(Data items)
-------------------------

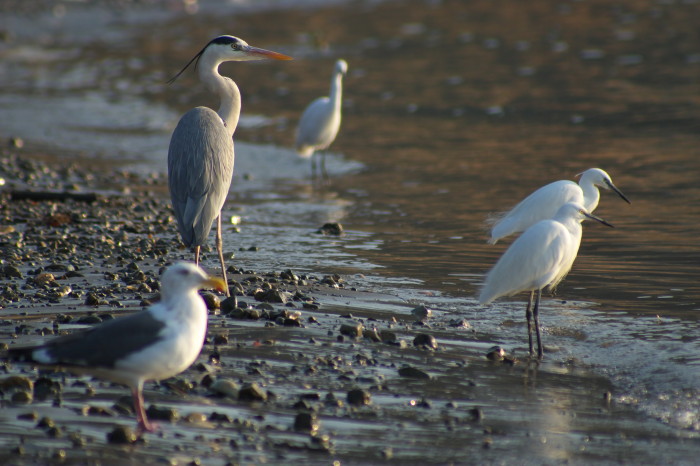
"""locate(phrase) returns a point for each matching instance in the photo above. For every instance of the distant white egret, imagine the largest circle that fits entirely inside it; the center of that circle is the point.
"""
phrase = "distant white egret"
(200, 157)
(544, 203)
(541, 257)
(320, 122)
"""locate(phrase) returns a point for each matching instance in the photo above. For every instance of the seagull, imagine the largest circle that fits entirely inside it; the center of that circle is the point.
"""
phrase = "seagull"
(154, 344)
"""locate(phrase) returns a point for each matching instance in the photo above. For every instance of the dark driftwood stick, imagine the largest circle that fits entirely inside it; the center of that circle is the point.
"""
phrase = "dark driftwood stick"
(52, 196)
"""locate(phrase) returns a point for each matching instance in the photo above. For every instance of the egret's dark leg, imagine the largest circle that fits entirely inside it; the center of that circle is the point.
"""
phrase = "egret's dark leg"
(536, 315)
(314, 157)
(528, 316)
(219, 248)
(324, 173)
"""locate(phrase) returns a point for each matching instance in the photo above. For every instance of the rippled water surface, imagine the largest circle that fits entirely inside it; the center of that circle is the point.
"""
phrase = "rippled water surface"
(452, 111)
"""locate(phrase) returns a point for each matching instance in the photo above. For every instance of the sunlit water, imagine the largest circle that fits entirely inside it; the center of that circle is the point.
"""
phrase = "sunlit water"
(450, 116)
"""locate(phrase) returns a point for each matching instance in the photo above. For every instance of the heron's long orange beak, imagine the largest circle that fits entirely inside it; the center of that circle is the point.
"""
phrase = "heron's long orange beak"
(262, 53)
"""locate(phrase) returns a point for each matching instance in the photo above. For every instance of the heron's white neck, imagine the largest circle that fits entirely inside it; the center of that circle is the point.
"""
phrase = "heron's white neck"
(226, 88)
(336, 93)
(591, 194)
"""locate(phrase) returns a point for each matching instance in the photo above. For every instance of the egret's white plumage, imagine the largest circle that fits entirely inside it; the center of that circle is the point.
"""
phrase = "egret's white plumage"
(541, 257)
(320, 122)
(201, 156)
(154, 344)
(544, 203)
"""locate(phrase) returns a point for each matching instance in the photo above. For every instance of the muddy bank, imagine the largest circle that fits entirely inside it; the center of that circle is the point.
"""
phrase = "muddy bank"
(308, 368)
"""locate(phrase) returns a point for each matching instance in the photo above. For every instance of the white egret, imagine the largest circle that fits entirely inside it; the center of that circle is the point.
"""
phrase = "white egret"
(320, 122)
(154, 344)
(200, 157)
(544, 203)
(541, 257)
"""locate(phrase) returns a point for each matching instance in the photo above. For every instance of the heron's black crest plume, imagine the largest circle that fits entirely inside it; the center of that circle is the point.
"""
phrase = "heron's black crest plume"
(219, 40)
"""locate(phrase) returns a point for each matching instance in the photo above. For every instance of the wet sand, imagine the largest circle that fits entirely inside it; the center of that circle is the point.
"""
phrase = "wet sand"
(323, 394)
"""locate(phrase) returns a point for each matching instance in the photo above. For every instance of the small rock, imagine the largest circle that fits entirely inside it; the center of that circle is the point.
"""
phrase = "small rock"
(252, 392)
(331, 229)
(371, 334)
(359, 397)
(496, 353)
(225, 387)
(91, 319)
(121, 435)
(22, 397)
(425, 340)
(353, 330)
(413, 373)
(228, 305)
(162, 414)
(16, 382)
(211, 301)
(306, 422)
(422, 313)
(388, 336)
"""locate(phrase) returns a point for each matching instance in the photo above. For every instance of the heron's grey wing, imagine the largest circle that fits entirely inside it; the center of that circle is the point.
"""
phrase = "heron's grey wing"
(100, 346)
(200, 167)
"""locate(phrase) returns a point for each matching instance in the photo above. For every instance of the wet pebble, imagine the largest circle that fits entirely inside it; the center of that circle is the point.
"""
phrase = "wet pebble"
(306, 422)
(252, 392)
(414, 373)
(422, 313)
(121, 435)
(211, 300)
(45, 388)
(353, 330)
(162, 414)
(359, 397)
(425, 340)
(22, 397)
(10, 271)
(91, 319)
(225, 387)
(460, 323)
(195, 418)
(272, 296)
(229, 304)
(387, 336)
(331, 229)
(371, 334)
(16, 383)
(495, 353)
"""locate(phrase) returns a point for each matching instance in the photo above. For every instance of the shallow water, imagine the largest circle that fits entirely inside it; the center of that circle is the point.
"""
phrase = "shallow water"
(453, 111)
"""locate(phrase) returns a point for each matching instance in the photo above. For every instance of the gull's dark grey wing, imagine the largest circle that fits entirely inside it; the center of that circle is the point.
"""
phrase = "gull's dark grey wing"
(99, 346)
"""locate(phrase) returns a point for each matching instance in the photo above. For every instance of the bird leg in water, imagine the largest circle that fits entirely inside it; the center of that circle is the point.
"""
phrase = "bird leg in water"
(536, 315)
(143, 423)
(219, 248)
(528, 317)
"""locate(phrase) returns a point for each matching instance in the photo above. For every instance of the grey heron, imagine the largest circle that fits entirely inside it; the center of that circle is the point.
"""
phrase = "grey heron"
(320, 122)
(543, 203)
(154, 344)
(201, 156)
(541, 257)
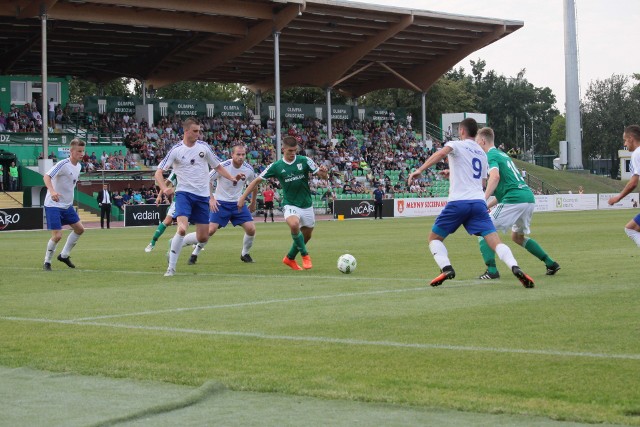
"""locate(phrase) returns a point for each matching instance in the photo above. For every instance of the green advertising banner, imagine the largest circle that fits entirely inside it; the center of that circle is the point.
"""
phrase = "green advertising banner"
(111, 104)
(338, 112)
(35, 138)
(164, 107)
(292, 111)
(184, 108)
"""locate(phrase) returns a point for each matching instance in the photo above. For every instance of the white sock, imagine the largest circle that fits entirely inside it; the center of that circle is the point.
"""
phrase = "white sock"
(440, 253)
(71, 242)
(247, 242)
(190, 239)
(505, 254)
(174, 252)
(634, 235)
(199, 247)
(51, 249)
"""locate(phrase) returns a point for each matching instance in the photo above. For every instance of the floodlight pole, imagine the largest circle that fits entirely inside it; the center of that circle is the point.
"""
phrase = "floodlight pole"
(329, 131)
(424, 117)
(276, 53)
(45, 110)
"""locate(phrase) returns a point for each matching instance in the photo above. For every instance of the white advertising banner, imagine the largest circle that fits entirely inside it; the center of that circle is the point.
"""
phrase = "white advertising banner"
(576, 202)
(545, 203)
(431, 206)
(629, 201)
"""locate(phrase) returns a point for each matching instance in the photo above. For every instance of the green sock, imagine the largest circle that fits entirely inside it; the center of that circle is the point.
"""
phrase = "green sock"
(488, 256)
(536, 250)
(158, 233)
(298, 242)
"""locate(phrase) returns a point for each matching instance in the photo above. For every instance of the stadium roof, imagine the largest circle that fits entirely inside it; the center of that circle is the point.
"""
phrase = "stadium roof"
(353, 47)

-------------------------

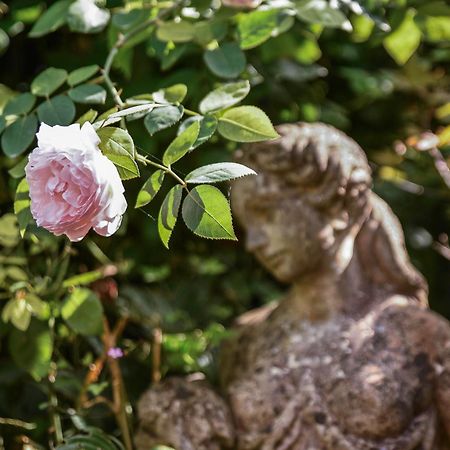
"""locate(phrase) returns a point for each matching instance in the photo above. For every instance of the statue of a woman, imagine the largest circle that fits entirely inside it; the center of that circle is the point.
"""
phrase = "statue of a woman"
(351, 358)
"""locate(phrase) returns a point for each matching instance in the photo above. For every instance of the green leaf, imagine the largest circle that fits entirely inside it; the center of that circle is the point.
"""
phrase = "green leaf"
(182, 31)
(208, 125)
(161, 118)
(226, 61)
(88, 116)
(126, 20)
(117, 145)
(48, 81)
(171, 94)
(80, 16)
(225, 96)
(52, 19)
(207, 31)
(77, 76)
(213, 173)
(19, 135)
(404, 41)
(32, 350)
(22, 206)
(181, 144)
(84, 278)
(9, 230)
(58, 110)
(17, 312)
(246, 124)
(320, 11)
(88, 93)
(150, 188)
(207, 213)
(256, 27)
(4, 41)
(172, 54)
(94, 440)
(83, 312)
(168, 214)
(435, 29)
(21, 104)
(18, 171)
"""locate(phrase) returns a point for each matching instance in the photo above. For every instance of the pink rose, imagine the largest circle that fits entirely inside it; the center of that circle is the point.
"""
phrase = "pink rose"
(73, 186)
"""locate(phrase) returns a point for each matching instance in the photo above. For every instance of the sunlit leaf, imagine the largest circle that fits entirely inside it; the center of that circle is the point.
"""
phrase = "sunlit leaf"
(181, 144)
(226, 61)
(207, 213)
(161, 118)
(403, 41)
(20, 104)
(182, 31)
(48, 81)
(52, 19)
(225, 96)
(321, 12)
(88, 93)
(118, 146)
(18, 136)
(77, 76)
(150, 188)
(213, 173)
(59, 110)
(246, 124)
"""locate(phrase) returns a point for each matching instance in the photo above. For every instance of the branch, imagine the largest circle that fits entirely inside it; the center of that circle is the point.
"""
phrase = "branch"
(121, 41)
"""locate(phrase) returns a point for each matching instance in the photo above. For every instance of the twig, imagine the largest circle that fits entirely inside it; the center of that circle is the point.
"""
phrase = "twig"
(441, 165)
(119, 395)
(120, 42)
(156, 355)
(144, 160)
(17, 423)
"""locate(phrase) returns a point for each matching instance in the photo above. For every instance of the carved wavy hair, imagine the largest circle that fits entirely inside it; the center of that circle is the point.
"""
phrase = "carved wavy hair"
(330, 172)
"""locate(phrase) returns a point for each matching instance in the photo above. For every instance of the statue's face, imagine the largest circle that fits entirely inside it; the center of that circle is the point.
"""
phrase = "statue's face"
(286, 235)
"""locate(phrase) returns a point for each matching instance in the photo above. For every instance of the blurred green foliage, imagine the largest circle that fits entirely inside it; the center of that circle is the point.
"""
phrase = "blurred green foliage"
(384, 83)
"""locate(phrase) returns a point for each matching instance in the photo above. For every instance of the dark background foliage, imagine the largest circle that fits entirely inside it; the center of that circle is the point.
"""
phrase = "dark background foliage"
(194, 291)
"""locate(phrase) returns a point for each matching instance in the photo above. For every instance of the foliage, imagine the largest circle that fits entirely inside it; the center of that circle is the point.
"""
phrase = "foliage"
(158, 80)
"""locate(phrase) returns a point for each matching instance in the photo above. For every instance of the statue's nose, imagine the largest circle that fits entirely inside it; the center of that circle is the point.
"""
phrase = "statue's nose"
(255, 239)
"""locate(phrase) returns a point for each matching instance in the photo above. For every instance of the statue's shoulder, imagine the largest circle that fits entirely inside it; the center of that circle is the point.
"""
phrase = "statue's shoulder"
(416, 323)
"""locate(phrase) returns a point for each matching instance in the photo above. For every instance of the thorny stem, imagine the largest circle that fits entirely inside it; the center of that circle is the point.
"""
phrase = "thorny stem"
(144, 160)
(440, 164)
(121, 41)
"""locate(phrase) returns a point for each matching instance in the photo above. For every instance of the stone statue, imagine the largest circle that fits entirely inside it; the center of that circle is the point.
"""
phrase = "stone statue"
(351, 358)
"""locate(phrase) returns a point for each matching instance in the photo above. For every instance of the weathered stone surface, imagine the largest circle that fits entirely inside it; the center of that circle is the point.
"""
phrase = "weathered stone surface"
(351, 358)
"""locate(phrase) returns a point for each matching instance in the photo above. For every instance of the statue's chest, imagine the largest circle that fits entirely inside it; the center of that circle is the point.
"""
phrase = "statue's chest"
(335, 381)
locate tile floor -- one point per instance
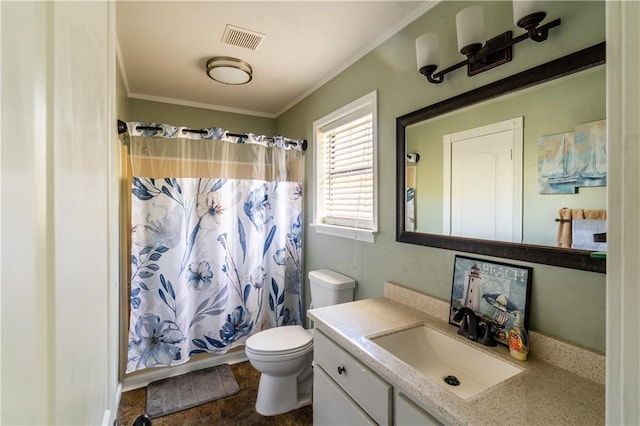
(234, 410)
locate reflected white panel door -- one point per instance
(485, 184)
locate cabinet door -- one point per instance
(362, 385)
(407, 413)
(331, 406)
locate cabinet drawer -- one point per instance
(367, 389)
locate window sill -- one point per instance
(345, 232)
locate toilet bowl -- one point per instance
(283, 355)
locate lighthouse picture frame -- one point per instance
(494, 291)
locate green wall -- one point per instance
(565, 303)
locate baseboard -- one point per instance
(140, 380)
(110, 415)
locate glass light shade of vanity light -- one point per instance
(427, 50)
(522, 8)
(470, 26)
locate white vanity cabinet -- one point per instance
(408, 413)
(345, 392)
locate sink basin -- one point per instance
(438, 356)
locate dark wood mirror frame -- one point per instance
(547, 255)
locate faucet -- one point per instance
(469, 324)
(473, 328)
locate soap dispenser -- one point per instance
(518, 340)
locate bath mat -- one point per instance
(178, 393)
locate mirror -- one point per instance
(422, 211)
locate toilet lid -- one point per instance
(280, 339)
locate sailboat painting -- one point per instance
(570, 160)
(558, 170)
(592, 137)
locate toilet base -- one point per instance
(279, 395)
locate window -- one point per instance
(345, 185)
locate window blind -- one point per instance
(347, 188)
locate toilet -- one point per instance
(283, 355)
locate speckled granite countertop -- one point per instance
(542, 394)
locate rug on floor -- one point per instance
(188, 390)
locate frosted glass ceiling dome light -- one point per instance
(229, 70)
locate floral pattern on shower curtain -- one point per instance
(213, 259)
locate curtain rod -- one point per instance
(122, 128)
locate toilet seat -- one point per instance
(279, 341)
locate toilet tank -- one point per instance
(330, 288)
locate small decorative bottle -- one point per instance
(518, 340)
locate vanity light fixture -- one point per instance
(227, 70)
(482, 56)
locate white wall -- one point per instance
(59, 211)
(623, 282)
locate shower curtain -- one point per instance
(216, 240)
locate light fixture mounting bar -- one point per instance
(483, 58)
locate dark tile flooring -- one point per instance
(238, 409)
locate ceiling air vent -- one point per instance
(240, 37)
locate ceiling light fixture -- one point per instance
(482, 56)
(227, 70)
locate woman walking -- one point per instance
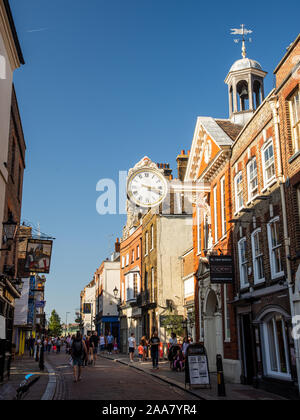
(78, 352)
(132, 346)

-------------------------

- [DIRECTIONS]:
Look above for the line with "sunlit water, imagine" and the line with "of the muddy"; transcribe both and all lines in between, exactly, and nothing else.

- [EXERCISE RESULT]:
"""locate(phrase) returns a point for each matching instance in the photo above. For every instance of the sunlit water, imagine the largest circle that fits entirely inside it; the center of that circle is the point.
"""
phrase = "sunlit water"
(450, 116)
"""locate(phrase) returns a point for each matching instance in the photo above. For every instance of the heron's long orange beak, imagine the largest circle that fits entirely inside it; the center of that circle is the point.
"""
phrase = "heron's long orange beak"
(262, 53)
"""locate(phrase) returns a point for each matching instance in the photo above. For every instance of the heron's white neck, imagine the largest circle that fits entirely inside it; the center of that circle is the point.
"""
phrase = "heron's white neck"
(226, 88)
(336, 93)
(591, 194)
"""locate(phrase) returns a point for each matching instance in the photo above. For every instance of the egret's white plumage, imagine the largest circle that fits entirely inside it; the center of that circle is the point.
"""
phrase = "egret's white plumage"
(541, 257)
(320, 122)
(201, 156)
(154, 344)
(544, 203)
"""locate(phrase) returns a point for each matching instance in the photo above. For every instance of the muddy bank, imagine the largest circle that fits entirely inside it; the center of that circle is the point.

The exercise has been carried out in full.